Reproduce every entry below, changing "shelf-audit log" to "annotation log" and leaving everything else unaltered. Omit the pictures from the output.

## TASK INPUTS
============

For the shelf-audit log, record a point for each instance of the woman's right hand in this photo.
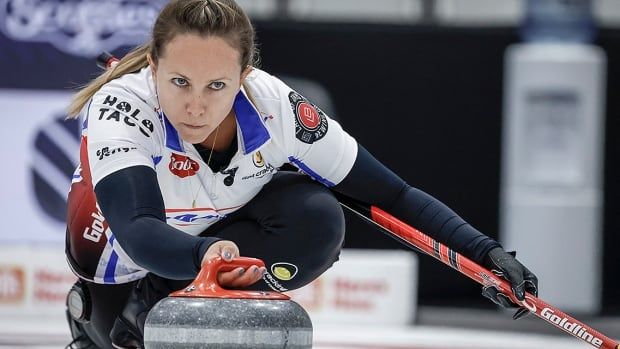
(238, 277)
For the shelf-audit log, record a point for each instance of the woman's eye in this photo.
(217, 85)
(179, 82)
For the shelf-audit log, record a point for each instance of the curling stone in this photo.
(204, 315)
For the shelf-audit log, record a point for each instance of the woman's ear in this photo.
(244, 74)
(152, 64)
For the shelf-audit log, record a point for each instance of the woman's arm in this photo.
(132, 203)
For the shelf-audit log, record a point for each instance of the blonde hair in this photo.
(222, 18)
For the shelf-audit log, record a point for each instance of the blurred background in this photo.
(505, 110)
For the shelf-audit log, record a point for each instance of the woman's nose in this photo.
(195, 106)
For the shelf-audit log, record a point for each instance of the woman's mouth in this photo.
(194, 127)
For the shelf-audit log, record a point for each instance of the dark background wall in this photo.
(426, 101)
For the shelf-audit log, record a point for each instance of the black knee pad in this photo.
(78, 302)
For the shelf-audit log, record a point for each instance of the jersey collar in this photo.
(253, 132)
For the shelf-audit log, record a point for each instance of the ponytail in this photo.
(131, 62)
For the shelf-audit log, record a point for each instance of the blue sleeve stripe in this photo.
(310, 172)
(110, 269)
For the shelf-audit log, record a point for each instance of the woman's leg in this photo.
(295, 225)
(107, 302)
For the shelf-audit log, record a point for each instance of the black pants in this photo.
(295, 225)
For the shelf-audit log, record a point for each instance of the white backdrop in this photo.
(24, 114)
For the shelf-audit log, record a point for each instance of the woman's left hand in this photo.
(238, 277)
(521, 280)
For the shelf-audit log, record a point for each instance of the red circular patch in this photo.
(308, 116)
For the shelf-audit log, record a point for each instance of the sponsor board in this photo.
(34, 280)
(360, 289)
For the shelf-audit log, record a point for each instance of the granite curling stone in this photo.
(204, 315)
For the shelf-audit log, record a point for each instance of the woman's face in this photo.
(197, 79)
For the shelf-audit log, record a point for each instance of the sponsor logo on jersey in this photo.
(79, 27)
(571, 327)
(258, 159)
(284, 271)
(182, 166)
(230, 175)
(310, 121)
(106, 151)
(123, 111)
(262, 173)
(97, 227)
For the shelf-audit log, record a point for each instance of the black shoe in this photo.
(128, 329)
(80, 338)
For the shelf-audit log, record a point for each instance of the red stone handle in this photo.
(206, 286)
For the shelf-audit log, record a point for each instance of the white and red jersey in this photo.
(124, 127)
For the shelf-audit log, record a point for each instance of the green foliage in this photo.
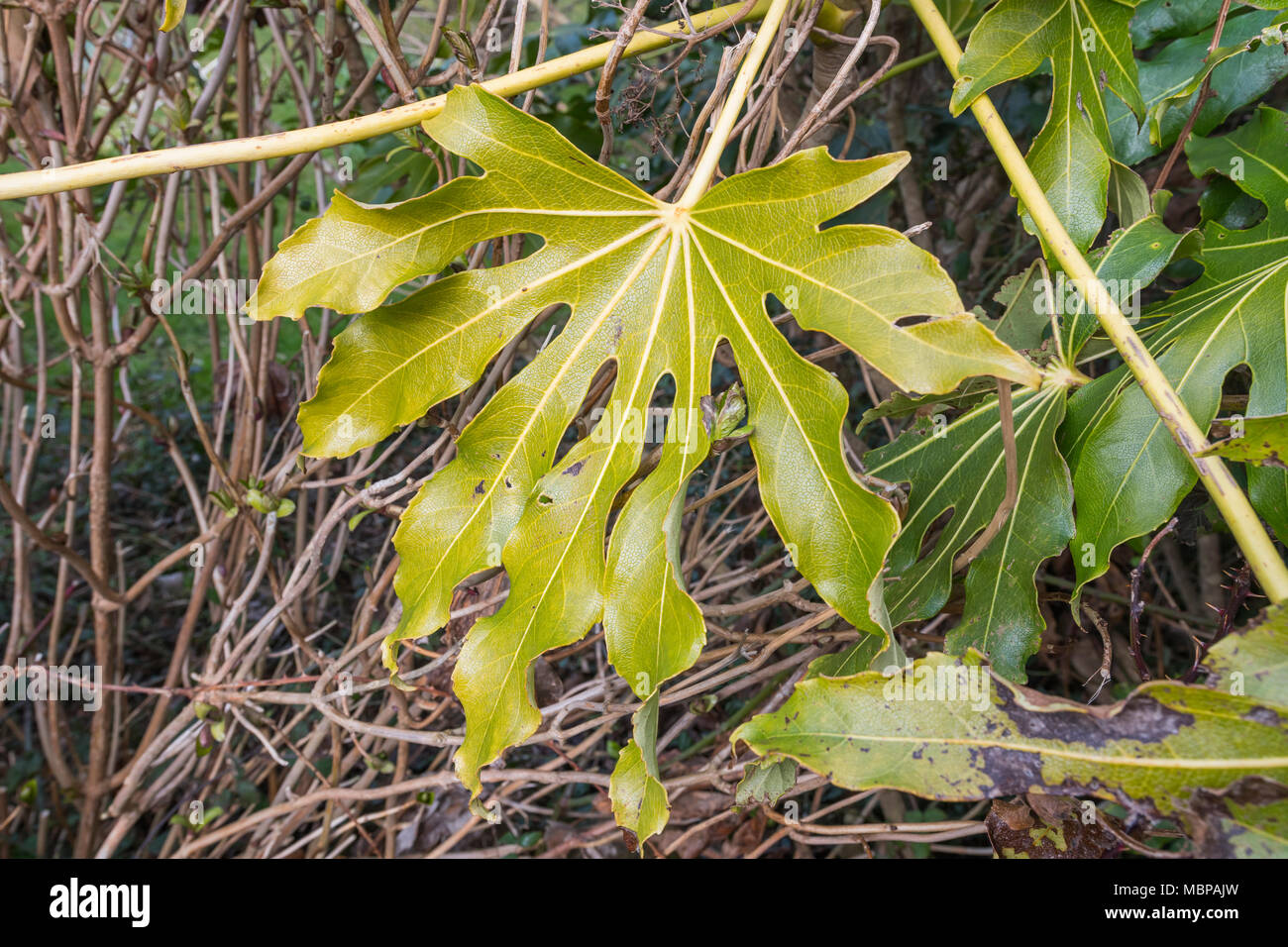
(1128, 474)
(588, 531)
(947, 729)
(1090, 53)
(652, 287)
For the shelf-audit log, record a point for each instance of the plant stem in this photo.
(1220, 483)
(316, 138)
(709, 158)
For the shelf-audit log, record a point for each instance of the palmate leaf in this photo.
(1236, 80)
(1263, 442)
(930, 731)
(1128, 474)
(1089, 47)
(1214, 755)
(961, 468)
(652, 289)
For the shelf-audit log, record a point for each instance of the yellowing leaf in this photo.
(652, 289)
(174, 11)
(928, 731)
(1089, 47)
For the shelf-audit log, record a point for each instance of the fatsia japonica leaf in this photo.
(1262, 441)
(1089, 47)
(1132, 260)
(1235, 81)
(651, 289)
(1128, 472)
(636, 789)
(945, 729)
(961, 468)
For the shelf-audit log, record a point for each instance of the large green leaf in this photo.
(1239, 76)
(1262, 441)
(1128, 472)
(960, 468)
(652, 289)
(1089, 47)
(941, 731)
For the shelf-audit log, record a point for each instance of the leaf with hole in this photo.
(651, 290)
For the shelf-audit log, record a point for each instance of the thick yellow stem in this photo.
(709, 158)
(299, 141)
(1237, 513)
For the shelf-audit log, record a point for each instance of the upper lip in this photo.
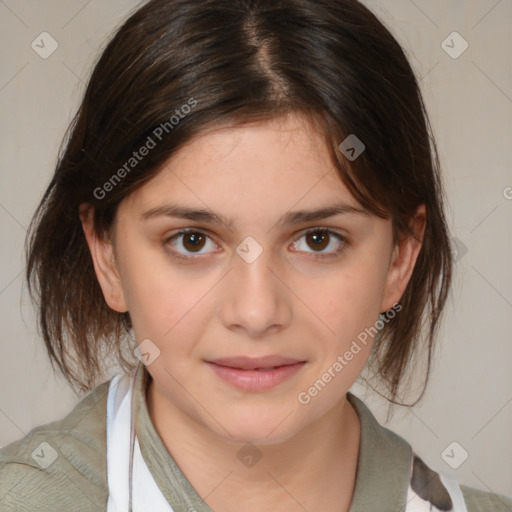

============

## PROBLEM SOLUTION
For the annotation log, record a point for each instance of the woman's right hand in this photo.
(238, 277)
For the annotation log, record a point for each instance of the woman's eye in this photo.
(217, 85)
(179, 82)
For the annotation log, record a point for each instance of the curling stone in this photo.
(204, 315)
For the annotation log, record a point for each instance of the woman's ear in this photo.
(244, 74)
(152, 64)
For the annotation log, record a point for each instance of the woman's arm in this photo.
(132, 203)
For the annotation log, record a point for each instance of the blonde hair in this photo.
(222, 18)
For the annotation log, record a point for each instance of the blurred background in this photo.
(505, 110)
For the annotation log, record a point for each instance of the woman's nose in this photo.
(195, 106)
For the annotation log, record a point for each instance of the woman's mouth in this photo.
(194, 127)
For the annotation log, record a point for each instance of the dark background wall in this photo.
(426, 101)
For the annotation log, record a point for each instance of the black knee pad in this photo.
(78, 302)
For the annotation log, record a point for each instance of the jersey collar in this photo.
(253, 132)
For the annotation log, record a point for each instance of the ponytail in this photo.
(131, 62)
For the annotation log, record a point for each instance of the blue sleeve stripe in this photo.
(310, 172)
(110, 269)
For the annotation log, record a point for each instance of the woman's leg in this photo.
(295, 225)
(107, 302)
For the annotation log, record a point for each instance of the black pants in this photo.
(295, 225)
For the annotation log, record a point for each instance of the white backdrop in this photo.
(24, 114)
For the annotation log, record a point for each instance of the woman's left hand in this photo.
(238, 277)
(521, 280)
For the annotation log, record a point for each instance of the red circular patch in this photo.
(308, 116)
For the annotation log, record a point for each instance of the sponsor board in this photo.
(34, 280)
(360, 289)
For the annotation log, record a point for each instance of the granite curling stone in this photo.
(204, 315)
For the annotation log, record a point for each instance of the woman's face in this photo.
(197, 79)
For the annotation log, record a point for each instance of the sponsor logo on jersey in this photo.
(79, 27)
(571, 327)
(258, 159)
(284, 271)
(182, 166)
(230, 175)
(310, 121)
(106, 151)
(123, 111)
(262, 173)
(97, 227)
For the annotation log, record a point for each instance of the black shoe in this photo.
(128, 329)
(80, 338)
For the annotation log, record a point for each instance of the red stone handle in this photo.
(206, 286)
For the annotation log, record a point for each instance of the white and red jersey in this photo.
(124, 127)
For the annotation log, record a point for each instance of the green foliage in this photo.
(1128, 474)
(588, 531)
(947, 729)
(1090, 53)
(652, 287)
For the annotation log, record a point for each instance of the plant stem in this photo.
(1220, 483)
(316, 138)
(709, 158)
For the annotation log, record a point for each instance of the palmate leaf in this photo.
(1236, 80)
(1263, 442)
(930, 731)
(1128, 474)
(1089, 47)
(1214, 755)
(961, 468)
(652, 289)
For the annotation log, record a point for each instance of the yellowing leaf in this photo.
(652, 289)
(174, 11)
(928, 731)
(1089, 47)
For the annotation log, record a point for each instance of the fatsia japonica leaf in this photo.
(1262, 441)
(1089, 47)
(1132, 260)
(1235, 81)
(651, 289)
(1128, 472)
(636, 789)
(945, 729)
(961, 468)
For the annotation log, record a point for each instance of the large green leaf in this photo.
(1239, 76)
(1262, 441)
(1128, 472)
(960, 468)
(652, 289)
(1089, 47)
(941, 731)
For the annotation log, record a point for each instance of the leaf with hole in this photo.
(651, 290)
For the annotation log, record a point for each instance of the thick yellow stem in this photo.
(709, 158)
(299, 141)
(1237, 513)
For the annotation log, record a point for each instance of the upper lip in this photo.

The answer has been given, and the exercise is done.